ACTION ITEM:
Translate this sentence from the flu passage below into Spanish: "The CDC insists you stay at home for 24 hours after your fever has gone."

DOCUMENT PASSAGE:
=-=-=-=-=

STATE OF OUR COUNTRY:: It’s not only flu’s carriers that get hit hard; the virus leaves our economy wheezing too. CAM Solutions, an absenteeism statistics firm, reports that South African companies lose R2.7-billion a year to flu and respiratory illnesses. South Africa is one of the few African countries that conduct active surveillance for the flu virus to define seasons and infecting types. So the info is out there. You just need to know how to react when it comes. ROLE MODEL: USA Stateside, they take their flu shots seriously. The Centre of Disease Control and Prevention strongly encourages American citizens to take their annual flu vaccine, insisting that children six months of age and older should get injected as soon as the season’s vaccines are available. Those at risk of serious flu complications are young children, pregnant women and those with chronic health conditions. Feeling a fever? Phone the office and tell them you’re staying in. The CDC insists you stay at home for 24 hours after your fever has gone. (Note that this means the fever should be gone without the assistance of fever-reducing medicine). Still man down? Go to the doctor, the CDC experts say. Anti-viral drugs are different to antibiotics and need a prescription. They’ll shorten the time you’re down and prevent further chances of serious complications. Make a judgment call as soon as you can though; the drugs work best within two days of getting sick.

=-=-=-=-=

DATA SHOWN:
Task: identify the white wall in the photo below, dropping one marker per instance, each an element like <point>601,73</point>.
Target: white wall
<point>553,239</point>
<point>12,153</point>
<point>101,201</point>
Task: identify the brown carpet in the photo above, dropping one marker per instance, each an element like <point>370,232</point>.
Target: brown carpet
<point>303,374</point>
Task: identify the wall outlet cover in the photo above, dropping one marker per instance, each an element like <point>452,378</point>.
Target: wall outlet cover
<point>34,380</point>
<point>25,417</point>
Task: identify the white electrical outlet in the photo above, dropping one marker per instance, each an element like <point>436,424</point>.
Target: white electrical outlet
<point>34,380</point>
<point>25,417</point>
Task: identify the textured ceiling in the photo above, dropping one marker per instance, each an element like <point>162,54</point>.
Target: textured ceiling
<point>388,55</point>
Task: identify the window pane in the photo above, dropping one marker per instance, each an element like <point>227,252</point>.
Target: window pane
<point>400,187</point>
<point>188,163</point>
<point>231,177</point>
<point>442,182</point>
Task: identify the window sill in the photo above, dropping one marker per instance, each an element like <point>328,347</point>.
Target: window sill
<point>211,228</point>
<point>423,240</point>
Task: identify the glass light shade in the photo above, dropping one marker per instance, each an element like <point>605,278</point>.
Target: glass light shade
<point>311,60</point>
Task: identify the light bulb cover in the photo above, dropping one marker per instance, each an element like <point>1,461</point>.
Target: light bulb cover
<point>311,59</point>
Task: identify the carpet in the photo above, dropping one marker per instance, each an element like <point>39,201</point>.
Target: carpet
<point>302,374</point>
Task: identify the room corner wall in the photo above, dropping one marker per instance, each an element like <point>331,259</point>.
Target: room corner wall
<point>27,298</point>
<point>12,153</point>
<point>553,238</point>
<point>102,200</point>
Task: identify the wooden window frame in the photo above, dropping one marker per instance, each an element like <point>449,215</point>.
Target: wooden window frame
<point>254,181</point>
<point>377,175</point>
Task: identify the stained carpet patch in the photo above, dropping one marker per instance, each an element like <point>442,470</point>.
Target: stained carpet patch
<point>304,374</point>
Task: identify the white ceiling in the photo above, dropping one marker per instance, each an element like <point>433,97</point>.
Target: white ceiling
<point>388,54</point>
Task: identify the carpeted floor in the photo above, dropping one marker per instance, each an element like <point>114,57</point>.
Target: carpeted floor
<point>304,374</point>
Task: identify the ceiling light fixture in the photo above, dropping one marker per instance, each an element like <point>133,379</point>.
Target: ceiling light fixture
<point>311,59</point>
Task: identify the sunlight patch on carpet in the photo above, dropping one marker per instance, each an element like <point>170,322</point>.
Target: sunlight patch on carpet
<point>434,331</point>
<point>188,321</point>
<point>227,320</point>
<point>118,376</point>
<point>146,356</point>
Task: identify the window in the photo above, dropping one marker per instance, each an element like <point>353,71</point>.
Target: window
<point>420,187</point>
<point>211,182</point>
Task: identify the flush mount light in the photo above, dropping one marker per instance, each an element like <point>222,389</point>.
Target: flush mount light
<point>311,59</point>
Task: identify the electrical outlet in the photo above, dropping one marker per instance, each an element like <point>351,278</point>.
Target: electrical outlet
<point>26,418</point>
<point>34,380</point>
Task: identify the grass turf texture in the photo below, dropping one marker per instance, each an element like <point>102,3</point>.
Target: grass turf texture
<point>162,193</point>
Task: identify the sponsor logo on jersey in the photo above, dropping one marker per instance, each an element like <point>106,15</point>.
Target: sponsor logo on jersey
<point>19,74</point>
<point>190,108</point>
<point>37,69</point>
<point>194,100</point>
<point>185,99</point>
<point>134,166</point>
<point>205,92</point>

=-=-=-=-=

EXERCISE RESULT:
Los CDC insisten en que te quedes en casa durante 24 horas después de que se te haya ido la fiebre.